GIVEN TASK
Set out every one of the items below as a numbered list, omitting any blank lines.

-- START OF EXERCISE INPUT --

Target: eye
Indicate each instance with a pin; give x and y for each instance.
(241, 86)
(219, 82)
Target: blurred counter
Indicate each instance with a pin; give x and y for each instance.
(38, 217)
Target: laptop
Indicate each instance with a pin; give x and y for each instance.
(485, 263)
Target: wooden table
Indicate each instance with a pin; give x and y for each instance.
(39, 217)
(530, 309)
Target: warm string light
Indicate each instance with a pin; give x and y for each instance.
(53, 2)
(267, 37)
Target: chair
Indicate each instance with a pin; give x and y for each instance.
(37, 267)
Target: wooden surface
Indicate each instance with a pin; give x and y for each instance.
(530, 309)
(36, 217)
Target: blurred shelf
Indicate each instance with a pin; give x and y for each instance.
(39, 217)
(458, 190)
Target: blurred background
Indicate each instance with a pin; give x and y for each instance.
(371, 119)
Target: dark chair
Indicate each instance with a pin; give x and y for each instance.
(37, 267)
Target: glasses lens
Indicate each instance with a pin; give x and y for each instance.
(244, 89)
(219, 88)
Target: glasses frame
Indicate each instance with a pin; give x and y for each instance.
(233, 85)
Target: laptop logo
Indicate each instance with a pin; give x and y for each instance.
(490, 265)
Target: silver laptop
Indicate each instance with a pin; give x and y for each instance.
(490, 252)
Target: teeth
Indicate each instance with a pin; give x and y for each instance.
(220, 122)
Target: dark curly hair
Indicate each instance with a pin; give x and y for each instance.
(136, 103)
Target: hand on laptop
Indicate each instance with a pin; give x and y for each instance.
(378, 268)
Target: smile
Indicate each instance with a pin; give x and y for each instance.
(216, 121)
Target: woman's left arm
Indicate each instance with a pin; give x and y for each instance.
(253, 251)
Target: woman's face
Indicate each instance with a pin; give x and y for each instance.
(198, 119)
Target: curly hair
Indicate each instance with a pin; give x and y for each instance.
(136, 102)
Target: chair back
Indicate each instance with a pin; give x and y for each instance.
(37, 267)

-- END OF EXERCISE INPUT --

THE RESPONSE
1. Target: eye
2. Indicate each instance with a pin; give x and y for each instance.
3. (241, 86)
4. (219, 82)
5. Target: blurred counter
6. Indicate each instance with a pin; give x and y for each instance.
7. (38, 217)
8. Target: laptop
9. Indicate each instance with a pin; give x and y for each instance.
10. (485, 263)
11. Target: wooden table
12. Indicate each instance with a pin; give x and y for each instance.
13. (39, 217)
14. (530, 309)
15. Target: warm string light
16. Indicate each instance with a pin; give x and y for each instance.
17. (53, 2)
18. (267, 37)
19. Target: chair
20. Indicate each instance with a pin; give x and y for each instance.
21. (37, 267)
22. Target: wooden surface
23. Indicate each instance with a pin; give x and y for each instance.
24. (530, 309)
25. (36, 217)
26. Target: blurred shelf
27. Indicate each instance with a pin; give x and y for each instance.
28. (39, 217)
29. (458, 190)
30. Target: blurred background
31. Indicate each instance with a pin; give x and y for each instance.
32. (371, 119)
33. Target: dark chair
34. Indicate each instance with a pin; give x and y for each instance.
35. (37, 267)
36. Target: glasses lens
37. Indicate each instance with a pin; give x and y for each instance.
38. (244, 89)
39. (219, 88)
40. Target: glasses frame
41. Indicate each instance with a pin; give x and y for each instance.
42. (233, 85)
43. Target: laptop logo
44. Indicate each instance with a pin; give x and y for each instance.
45. (490, 265)
46. Target: silver laptop
47. Indicate each instance with a pin; give x and y for each instance.
48. (490, 252)
49. Target: teeth
50. Indicate each instance with a pin; give x and y for each instance.
51. (220, 122)
52. Target: dark curly hair
53. Indicate each instance with a pin; give x and y for each instance.
54. (136, 103)
55. Target: hand on laptop
56. Indicate each instance with a pin; give x and y for each instance.
57. (378, 268)
58. Target: smile
59. Indicate each instance with a pin; give x and y for each instance.
60. (216, 121)
61. Target: woman's left arm
62. Indicate each instance with a pin; give x and y for each instance.
63. (253, 251)
64. Target: woman's face
65. Indicate each instance with a pin; give x and y for each instance.
66. (198, 119)
67. Target: curly hair
68. Indicate each instance with a pin; give x and y for each instance.
69. (136, 102)
70. Target: chair back
71. Indicate each instance with a pin; give x and y for each instance.
72. (37, 267)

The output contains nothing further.